= Task requirements =
In the passage about pregnancy and church, on what date was Tahlia born?

= Provided passage =
== == ==

When we were pregnant with Elianna, going to church became uncanny. For weeks and weeks and weeks our friends announced their simultaneous pregnancies in Sunday School or over coffee. I felt no joy for them, not then - maybe a hint of "aww, that's nice" but certainly not joy. Each announcement felt like an additional weight of pressure to live up to their impressive mothering skills - of utmost importance, bearing children who stay alive. All together, 7 babies were due (and born, and now toddle around quite adorably each week) in the months around Elianna's due date. My two best long distant friends were due that summer. My sister-in-law, precious friend, was due with my favorite niece just 4 days after Elianna's due date. I said to Kevin, "If all these people have all these babies and we don't...I'll have to leave." Not just church...probably the state. We talked about Wyoming.

We didn't leave our church, or the state; although I could disappear into the woods of Yellowstone and be perfectly happy (I get that from my Dad). Instead, we were given a gift, another early gift, most precious of gifts. On May 22nd, 22 hours before my May 23rd due date with Elianna, Tahlia was born. The day before. I still can't comprehend this...not in a "that is amazing!" way, and not in a "is this some kind of platitudinal 'replacement' trick?" way...just in a way where I am reminded that I know of no other posture before God than one of bruised knee, broken hearted, submissive curiosity at what His big picture must look like.

== == ==

= Supplied entries =
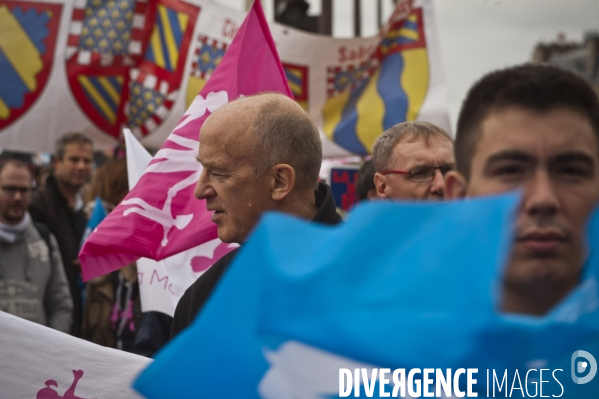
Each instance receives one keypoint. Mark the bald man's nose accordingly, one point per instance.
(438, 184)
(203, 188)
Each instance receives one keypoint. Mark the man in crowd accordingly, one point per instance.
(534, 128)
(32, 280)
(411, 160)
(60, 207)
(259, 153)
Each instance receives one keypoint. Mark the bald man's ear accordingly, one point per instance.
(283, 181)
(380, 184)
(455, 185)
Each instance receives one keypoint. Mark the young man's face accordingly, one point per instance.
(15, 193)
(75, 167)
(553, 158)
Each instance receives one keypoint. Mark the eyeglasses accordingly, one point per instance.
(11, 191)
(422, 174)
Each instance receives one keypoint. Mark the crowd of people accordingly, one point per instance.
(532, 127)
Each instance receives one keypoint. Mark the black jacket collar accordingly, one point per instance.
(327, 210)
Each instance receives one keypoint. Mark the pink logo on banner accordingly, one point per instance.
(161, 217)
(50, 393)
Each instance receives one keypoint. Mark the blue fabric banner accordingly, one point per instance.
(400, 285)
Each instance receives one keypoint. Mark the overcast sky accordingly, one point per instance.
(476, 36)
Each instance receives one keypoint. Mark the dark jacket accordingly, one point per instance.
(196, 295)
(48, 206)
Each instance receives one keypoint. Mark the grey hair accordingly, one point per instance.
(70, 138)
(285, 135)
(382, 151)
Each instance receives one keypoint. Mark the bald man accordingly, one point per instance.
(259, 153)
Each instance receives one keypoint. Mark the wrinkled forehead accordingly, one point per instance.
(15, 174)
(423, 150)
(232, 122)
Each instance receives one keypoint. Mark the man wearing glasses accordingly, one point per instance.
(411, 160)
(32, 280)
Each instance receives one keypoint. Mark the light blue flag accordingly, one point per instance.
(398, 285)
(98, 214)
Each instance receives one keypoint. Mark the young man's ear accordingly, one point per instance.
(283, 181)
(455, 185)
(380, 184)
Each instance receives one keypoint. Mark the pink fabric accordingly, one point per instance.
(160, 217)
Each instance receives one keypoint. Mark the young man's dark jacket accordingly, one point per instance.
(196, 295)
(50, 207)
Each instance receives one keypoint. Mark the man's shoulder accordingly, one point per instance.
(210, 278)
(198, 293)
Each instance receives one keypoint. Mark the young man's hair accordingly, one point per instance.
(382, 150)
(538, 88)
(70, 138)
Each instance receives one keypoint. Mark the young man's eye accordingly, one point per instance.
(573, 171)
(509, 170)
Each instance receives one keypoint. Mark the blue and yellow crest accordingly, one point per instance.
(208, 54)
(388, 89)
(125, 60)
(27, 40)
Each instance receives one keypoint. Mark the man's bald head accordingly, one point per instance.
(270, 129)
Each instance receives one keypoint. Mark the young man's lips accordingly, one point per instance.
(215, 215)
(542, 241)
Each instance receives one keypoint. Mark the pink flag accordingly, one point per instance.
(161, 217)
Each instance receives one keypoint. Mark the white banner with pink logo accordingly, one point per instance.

== == ==

= Solution =
Tahlia was born on May 22nd, 22 hours before the May 23rd due date with Elianna.